→ Data records:
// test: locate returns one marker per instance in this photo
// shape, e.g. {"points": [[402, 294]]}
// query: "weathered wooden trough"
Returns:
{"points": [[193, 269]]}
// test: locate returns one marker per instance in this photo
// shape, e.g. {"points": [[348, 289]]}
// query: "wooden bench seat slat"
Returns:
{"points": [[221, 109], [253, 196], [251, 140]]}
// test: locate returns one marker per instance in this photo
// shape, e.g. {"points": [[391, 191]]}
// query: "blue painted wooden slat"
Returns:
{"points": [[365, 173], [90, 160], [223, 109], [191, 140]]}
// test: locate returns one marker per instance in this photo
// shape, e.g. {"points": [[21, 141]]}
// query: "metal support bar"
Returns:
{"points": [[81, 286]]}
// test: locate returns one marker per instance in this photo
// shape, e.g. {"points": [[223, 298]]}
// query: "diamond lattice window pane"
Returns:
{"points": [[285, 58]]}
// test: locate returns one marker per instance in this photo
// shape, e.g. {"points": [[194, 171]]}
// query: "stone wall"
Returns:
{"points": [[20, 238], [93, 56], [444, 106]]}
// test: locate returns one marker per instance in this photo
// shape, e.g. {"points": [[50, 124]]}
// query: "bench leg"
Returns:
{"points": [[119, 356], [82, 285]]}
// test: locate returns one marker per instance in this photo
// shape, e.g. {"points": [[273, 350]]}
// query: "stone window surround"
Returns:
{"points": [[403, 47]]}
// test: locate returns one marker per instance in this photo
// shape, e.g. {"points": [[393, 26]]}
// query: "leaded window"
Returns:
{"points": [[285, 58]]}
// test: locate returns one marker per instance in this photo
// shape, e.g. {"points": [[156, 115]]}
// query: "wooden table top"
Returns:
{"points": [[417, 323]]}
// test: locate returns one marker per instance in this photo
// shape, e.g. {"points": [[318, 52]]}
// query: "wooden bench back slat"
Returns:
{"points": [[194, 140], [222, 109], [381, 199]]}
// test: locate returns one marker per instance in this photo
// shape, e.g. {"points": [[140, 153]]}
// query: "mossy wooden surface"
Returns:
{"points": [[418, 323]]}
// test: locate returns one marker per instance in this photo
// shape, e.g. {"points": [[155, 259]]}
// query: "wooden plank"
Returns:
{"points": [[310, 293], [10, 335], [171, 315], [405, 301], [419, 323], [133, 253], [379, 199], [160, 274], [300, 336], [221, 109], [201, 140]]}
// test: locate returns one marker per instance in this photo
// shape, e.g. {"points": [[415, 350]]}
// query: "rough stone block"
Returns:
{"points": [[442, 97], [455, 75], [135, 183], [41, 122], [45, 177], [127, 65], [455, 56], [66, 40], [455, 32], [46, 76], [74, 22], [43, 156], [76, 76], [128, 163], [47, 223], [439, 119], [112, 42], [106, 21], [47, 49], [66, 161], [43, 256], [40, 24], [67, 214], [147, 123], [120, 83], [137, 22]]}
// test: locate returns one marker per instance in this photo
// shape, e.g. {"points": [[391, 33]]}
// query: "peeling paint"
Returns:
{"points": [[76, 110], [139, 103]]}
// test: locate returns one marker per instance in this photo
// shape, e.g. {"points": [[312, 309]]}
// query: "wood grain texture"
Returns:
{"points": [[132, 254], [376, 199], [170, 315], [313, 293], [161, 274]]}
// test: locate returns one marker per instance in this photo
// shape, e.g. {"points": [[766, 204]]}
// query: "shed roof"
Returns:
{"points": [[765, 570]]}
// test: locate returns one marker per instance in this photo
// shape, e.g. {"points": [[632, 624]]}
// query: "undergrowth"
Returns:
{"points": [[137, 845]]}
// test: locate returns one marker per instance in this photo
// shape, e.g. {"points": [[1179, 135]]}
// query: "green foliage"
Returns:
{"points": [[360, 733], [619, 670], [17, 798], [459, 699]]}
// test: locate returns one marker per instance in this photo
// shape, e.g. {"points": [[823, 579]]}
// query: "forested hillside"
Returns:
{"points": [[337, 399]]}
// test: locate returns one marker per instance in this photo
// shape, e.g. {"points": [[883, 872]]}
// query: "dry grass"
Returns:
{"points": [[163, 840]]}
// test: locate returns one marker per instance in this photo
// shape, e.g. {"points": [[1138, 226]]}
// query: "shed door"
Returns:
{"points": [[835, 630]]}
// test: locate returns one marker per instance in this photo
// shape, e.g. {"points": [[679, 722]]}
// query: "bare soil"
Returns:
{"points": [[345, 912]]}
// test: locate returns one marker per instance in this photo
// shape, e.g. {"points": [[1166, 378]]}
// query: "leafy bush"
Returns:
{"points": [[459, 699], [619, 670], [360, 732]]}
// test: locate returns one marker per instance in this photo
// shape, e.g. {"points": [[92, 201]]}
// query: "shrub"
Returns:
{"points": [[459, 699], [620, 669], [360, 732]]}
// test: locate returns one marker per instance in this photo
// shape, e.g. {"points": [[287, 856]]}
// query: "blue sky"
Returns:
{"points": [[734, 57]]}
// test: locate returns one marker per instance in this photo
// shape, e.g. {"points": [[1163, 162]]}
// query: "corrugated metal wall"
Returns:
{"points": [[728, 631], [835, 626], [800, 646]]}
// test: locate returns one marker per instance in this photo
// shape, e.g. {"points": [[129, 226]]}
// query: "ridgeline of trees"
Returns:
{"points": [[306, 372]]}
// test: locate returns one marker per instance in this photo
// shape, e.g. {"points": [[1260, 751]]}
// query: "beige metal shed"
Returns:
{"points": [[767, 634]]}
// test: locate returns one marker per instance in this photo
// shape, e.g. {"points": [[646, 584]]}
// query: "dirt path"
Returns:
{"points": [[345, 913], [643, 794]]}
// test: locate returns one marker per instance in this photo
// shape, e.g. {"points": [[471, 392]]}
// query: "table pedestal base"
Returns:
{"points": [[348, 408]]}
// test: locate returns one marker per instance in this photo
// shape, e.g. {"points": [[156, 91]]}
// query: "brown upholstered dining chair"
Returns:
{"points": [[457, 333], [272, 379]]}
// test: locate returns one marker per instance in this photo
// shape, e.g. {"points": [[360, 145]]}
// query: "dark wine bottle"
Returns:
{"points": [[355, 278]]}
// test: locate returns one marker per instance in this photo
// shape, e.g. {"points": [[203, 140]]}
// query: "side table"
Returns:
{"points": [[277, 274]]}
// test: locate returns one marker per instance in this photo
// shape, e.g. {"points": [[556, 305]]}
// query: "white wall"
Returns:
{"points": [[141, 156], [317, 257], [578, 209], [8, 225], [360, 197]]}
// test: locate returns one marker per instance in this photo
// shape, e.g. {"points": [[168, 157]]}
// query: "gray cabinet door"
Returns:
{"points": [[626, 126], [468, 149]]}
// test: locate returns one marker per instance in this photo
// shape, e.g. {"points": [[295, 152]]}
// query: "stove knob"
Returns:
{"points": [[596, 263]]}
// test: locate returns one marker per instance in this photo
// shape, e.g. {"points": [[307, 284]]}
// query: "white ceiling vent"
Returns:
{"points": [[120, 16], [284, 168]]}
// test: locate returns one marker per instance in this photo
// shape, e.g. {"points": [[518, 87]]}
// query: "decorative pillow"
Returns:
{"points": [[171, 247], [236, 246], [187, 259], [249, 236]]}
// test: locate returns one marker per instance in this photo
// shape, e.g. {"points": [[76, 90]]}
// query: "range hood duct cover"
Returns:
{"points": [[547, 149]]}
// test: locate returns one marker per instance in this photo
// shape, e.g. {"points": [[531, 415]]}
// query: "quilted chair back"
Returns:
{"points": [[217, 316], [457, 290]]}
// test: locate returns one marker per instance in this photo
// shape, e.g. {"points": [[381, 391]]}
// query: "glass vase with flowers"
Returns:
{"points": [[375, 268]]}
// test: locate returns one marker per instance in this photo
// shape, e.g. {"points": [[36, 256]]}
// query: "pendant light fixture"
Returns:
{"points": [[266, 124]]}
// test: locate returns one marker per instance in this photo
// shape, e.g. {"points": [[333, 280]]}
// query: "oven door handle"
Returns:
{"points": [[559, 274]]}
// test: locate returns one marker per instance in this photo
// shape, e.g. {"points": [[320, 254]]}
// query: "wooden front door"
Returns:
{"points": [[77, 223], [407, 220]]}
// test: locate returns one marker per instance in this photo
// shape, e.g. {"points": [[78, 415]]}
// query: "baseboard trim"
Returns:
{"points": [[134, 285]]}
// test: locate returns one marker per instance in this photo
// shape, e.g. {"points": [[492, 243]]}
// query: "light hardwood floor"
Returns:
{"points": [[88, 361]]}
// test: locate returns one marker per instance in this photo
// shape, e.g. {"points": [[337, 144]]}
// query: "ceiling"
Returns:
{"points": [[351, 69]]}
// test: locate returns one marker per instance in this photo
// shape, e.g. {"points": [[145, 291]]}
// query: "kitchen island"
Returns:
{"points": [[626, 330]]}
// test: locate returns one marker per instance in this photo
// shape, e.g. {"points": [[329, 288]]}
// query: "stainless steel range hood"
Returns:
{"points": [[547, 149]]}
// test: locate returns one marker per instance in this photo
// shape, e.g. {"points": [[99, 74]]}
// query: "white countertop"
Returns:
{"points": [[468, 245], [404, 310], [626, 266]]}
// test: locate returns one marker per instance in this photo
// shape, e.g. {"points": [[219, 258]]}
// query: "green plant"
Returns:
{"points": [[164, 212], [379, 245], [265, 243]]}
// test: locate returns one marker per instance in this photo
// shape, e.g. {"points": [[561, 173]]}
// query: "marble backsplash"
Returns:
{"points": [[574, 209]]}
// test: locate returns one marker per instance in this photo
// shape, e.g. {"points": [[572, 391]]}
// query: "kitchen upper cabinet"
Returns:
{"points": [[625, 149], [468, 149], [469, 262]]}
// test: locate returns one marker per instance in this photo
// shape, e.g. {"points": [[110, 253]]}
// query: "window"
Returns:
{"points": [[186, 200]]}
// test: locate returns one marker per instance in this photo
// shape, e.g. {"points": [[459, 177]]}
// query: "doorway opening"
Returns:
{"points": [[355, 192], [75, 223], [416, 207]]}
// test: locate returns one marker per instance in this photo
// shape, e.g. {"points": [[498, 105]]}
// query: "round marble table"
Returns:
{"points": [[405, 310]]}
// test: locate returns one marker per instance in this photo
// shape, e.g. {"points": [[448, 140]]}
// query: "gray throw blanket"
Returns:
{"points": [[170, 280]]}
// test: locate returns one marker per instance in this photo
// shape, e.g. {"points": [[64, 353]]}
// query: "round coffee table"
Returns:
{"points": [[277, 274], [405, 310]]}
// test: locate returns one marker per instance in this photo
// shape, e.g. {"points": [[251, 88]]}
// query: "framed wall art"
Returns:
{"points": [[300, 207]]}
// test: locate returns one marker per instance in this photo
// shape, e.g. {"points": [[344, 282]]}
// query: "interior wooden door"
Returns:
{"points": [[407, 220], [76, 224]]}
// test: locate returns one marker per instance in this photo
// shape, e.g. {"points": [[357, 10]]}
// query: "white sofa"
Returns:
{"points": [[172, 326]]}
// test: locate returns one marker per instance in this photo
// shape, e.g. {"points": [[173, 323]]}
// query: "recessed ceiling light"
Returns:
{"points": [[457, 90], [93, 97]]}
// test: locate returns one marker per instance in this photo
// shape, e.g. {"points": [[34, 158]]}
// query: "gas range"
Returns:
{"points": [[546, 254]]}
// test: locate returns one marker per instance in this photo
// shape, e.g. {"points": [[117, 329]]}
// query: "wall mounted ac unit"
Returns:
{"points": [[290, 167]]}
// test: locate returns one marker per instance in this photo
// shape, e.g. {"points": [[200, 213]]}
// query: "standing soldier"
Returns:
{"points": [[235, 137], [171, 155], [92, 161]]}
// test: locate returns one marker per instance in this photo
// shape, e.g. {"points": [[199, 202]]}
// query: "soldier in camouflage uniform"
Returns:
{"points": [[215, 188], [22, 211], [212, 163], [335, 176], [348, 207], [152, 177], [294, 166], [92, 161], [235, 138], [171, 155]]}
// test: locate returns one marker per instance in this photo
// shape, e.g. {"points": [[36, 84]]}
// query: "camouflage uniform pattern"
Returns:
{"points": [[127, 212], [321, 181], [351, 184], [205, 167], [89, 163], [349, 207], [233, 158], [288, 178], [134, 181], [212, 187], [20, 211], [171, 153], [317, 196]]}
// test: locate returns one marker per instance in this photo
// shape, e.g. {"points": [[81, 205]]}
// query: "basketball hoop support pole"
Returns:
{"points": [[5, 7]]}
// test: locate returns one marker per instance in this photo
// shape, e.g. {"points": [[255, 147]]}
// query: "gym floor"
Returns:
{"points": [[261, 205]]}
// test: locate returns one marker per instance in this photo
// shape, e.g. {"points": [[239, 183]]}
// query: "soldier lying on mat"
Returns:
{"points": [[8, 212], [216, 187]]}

→ To be done: Locate every line in the records that contains the word "bench", and copy each of those lines.

→ Answer to the exercise:
// query: "wooden bench seat slat"
// query: "bench leg"
// query: "wooden bench back slat"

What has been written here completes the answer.